------ Selected text ------
The scar that was once an ugly, pulpy red is now simply a shiny ridge of pale pink arching below my eyebrow. Only a careful observer would even notice. But I will always know it’s there. If I press my fingertips against it, I can feel the ropey layers of collagen that formed over the wound, sealing me back together. In this small and tangible way, I am different now.
“What happened?” asked the triage nurse in the emergency room, dabbing gently at my brow to keep the blood out of my eye. The swelling was starting to inflate the right side of my face. The nurse glanced from my husband sitting next to me, to my grown daughter and her partner hovering in the doorway. It’s tough to faze an ER nurse.
What happened? I fell from a tightrope I’d been walking for 26 years.
Three days earlier, I had gotten a call from my 26-year-old daughter. Since her move to San Francisco, she’d been calling me every morning as she walked to the train on her way to work. I treasured those ten-minute blocks of time, when I could hear her moving purposefully through her world, half out of breath, telling me about her weekend volunteer work, or the L-Word watch party she attended with her partner, or the talk she might give at a tech conference. On this particular Friday morning, I was readying the house for her arrival; she and her partner were to board a red-eye that evening and come for Christmas. I answered the phone with a smile in my voice, holding it with my shoulder as I smoothed the covers on the guest bed.
But there was no smile on the other end of the line, no breathless striding along the streets of the Mission District. Instead, her voice was choked with tears. She’d been to the doctor a few days before—a cluster of vague symptoms she attributed to the stress of moving across country, starting a new job. The doctor ordered bloodwork, and when the results came back, my daughter’s phone rang at four in the morning: she needed to go to the hospital immediately.
Her blood sugar was so high they’d checked it twice in the lab. “This must feel really scary,” I murmured into the phone, willing my voice not to shake. “But you’re going to the hospital, and they’re going to figure it out. It’s going to be okay.” I was already angry with myself, the oblivious mother who had answered the phone with that sing-song “Hel-lo!” How could I not have sensed my child’s suffering across the miles; how could I have been so ignorant, so out of step?
------ Study material ------
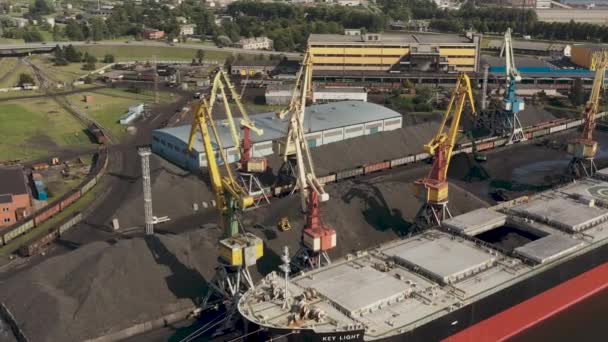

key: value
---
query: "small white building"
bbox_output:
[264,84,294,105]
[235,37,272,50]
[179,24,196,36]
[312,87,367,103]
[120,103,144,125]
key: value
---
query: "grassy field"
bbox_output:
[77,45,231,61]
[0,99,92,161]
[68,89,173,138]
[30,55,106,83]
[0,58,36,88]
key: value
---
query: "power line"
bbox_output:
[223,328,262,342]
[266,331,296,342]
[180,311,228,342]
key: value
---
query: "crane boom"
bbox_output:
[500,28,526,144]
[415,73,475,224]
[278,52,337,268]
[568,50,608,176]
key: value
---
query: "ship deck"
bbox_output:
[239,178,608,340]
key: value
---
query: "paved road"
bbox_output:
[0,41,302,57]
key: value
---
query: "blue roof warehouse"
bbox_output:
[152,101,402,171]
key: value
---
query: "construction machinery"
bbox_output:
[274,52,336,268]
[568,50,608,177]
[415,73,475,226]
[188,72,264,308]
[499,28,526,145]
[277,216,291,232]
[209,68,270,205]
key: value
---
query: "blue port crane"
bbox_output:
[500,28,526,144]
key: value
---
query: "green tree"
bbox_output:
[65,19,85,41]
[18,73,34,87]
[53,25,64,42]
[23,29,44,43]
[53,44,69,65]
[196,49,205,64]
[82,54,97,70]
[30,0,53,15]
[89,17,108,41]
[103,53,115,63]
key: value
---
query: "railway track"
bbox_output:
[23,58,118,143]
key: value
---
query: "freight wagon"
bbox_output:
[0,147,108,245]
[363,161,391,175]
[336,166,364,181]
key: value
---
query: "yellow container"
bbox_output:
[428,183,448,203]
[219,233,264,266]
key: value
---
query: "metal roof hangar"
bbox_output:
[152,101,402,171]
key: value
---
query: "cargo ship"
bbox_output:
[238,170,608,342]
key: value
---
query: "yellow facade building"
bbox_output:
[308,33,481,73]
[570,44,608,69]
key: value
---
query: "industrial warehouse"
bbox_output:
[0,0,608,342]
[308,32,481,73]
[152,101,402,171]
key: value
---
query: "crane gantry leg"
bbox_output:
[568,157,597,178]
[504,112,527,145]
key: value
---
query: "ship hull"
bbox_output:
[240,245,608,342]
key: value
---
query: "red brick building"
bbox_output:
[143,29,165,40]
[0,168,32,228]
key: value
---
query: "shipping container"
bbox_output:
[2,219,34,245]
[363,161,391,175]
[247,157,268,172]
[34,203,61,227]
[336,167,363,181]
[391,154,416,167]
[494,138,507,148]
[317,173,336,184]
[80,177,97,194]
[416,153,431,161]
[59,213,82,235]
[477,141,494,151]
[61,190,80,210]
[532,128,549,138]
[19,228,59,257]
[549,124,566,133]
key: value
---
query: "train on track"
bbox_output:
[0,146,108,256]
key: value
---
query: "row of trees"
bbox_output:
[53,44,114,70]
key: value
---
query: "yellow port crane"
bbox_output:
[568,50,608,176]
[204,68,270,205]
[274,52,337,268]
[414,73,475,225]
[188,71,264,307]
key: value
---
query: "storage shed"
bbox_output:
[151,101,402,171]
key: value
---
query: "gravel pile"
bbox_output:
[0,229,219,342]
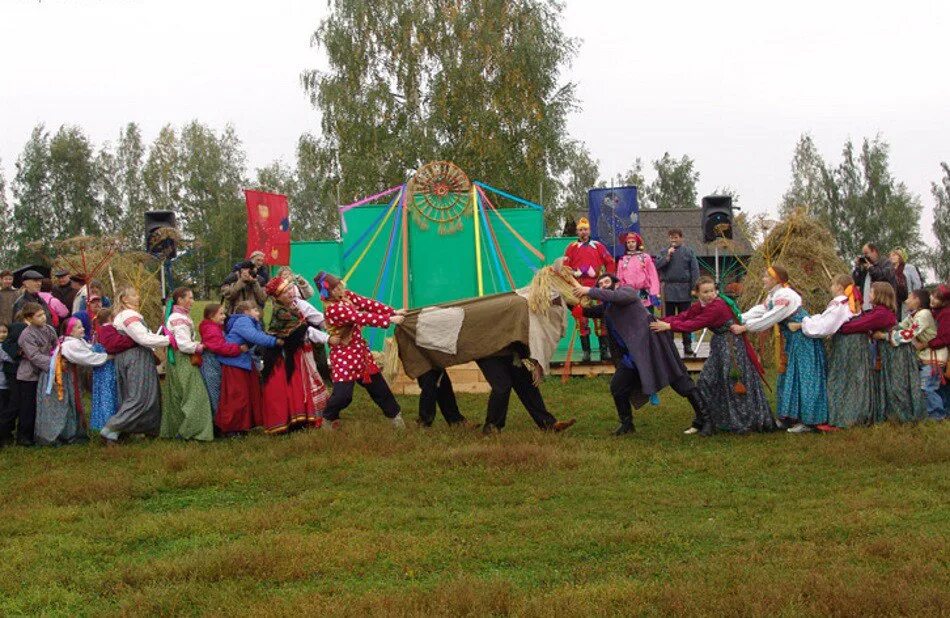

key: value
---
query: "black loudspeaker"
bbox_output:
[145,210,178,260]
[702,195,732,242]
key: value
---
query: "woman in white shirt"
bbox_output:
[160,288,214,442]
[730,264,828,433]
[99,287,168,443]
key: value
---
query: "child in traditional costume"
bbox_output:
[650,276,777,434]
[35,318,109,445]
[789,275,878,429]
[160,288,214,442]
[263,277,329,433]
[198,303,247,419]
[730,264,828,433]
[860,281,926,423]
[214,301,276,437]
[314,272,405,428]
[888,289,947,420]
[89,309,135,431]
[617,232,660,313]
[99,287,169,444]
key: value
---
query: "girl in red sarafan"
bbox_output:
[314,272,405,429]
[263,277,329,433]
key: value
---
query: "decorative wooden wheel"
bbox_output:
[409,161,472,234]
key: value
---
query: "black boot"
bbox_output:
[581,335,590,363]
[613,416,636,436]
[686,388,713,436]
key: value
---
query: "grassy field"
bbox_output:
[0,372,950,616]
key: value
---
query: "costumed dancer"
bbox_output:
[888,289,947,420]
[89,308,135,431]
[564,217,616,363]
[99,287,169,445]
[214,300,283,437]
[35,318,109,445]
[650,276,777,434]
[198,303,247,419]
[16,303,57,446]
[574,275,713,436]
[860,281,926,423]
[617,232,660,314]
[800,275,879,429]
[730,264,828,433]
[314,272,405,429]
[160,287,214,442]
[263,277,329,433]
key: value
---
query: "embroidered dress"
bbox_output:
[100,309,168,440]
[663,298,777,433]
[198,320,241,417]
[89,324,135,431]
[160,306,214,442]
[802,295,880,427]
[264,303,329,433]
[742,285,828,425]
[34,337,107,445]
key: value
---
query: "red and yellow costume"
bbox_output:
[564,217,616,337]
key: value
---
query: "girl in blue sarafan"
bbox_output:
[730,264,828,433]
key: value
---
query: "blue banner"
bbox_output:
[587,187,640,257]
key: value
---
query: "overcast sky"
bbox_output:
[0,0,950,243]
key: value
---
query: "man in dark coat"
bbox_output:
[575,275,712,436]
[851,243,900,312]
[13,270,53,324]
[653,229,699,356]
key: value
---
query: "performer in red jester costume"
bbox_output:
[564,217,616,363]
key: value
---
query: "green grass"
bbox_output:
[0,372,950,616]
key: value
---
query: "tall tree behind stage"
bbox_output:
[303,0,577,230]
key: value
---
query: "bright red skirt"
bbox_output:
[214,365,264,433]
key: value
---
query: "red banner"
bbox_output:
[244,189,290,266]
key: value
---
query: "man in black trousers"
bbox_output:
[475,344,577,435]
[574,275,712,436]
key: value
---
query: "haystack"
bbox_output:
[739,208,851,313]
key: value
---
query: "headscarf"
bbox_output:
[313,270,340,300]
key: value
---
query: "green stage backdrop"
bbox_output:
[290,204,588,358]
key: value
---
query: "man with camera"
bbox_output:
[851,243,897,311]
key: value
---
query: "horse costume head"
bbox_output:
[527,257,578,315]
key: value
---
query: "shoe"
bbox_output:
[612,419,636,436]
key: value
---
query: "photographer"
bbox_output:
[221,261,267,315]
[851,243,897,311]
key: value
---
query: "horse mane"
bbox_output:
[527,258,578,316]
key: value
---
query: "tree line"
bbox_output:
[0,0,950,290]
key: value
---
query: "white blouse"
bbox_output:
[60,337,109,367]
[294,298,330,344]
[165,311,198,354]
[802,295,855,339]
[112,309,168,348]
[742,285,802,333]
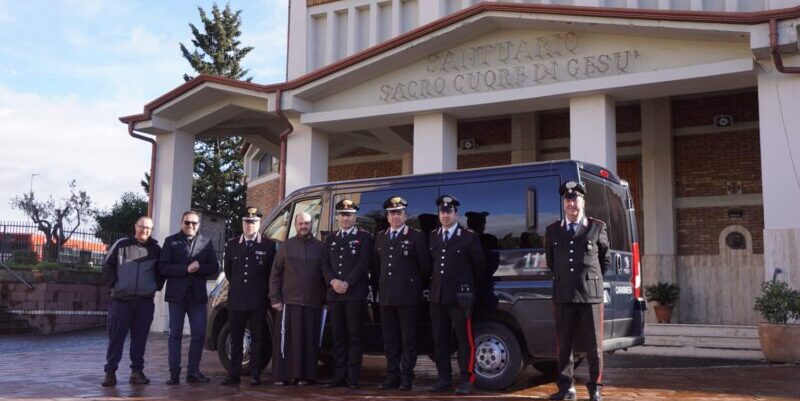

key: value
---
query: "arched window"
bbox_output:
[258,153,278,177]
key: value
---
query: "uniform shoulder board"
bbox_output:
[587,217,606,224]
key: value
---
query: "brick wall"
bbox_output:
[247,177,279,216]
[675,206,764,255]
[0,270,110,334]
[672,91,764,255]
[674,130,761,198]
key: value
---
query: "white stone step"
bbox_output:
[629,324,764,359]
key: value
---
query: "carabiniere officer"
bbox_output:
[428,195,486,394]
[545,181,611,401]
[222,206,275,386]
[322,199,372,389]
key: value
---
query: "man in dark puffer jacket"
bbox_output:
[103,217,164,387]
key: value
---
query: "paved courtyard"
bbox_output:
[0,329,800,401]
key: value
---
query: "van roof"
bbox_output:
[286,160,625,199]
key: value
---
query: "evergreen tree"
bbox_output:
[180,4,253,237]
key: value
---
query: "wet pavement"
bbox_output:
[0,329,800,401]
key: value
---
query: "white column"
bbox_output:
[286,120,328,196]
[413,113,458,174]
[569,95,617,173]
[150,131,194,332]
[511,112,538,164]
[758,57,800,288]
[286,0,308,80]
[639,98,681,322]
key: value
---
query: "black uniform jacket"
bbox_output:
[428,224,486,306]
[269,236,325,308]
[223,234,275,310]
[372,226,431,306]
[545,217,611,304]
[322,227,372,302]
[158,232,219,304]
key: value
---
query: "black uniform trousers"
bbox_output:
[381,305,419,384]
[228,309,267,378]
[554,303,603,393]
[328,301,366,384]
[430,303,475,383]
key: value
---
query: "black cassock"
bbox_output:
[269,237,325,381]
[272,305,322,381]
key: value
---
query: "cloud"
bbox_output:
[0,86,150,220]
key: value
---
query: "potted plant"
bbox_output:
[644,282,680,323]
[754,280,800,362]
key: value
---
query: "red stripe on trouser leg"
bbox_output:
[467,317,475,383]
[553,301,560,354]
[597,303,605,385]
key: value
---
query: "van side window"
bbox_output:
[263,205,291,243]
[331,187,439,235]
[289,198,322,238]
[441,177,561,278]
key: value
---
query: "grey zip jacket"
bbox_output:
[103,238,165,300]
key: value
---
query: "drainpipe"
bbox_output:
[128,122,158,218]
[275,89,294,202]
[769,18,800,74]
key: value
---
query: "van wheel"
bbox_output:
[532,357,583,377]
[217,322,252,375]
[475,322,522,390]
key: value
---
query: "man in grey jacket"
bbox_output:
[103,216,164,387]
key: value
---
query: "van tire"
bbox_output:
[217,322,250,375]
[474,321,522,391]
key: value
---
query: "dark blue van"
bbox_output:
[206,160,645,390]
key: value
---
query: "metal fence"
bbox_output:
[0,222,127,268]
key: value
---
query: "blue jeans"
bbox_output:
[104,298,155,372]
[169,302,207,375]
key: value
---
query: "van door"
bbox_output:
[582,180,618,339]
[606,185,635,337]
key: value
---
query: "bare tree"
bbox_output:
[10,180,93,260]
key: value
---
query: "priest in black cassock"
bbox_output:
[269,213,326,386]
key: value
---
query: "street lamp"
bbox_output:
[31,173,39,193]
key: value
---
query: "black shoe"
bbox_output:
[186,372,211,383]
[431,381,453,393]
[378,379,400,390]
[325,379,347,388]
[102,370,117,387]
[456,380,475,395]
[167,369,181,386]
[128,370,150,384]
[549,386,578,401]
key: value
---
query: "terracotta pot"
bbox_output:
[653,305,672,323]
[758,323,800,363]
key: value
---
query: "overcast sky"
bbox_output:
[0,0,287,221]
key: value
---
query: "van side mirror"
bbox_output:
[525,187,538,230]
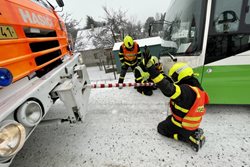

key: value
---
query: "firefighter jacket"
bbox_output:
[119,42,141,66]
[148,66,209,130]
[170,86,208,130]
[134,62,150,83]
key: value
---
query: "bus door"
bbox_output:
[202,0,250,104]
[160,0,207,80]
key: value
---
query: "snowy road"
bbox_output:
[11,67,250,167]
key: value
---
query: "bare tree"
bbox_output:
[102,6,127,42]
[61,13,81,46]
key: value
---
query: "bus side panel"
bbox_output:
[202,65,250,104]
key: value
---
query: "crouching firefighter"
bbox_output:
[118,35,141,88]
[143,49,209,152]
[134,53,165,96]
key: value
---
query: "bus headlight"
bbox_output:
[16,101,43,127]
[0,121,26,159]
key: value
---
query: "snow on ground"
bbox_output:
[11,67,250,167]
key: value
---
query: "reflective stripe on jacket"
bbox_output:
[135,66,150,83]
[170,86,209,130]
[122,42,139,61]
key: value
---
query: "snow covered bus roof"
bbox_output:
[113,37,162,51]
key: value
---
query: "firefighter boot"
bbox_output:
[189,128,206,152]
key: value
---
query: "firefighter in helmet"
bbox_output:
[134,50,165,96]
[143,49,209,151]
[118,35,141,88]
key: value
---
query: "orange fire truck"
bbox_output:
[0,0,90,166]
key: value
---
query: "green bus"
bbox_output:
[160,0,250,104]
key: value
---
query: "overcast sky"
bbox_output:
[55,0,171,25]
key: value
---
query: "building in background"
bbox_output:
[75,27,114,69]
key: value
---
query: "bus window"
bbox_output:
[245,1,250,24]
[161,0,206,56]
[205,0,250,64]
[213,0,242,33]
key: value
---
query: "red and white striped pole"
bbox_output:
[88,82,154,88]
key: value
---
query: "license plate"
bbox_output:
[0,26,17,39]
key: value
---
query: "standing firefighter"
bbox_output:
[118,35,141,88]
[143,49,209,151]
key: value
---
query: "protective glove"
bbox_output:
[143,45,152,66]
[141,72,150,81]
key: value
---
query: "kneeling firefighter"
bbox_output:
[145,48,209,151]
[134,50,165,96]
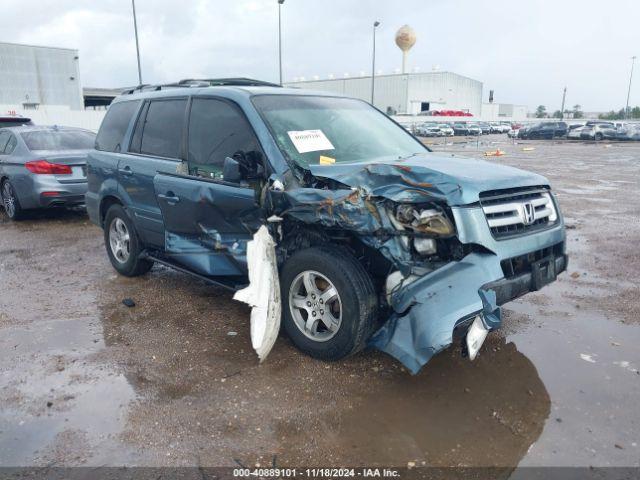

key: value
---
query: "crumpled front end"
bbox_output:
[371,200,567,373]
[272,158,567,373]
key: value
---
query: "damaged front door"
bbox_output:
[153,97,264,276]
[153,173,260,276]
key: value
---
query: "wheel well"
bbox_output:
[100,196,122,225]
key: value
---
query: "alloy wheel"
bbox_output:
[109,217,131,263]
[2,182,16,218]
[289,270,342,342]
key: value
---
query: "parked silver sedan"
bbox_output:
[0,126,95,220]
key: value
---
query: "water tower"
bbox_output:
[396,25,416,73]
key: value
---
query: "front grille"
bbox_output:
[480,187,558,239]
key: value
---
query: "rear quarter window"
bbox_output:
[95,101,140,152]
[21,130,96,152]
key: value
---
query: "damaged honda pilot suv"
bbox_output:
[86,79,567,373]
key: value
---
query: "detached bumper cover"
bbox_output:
------
**Tasks to carry out:**
[a] Name every thing the daughter might tell her mother about on her morning walks to the train, according to the essay about the scar.
[b] Write a continuation of the essay about the scar, picking up after its final sentence.

**Responses to the exercise:**
[a]
- Her weekend volunteer work
- The L-Word watch party she attended with her partner
- The talk she might give at a tech conference

[b]
After we hung up, I remembered what I should have said and texted: “Good for you for listening to your body and going to the doctor when you knew something was wrong!” And then: “I love you! Keep me updated!” But soon my daughter and her partner were in the bowels of the hospital, and my texts went unanswered.
Part of me, fueled by maternal hysteria, wanted to rush to the airport and fly to her side. But as I paced and waited for news, I realized that my desire to be with her was rooted more in simple love than parental instinct. I was no longer a mama bear storming in to protect her cub. My cub was grown; she could protect herself. As I waited for news that day, I clung to the quiet certainty, as real and solid as a river-smoothed stone, that my daughter—and her partner who loved her so deeply and so well—could handle whatever the day had in store.
A diagnosis of type 1 diabetes, as it turned out. For several hours, while they waited for test results and a visit from the diabetes education team, their chance of making a flight that night faded like a mirage. “I just want to get out of this hospital and come home,” her texts pleaded.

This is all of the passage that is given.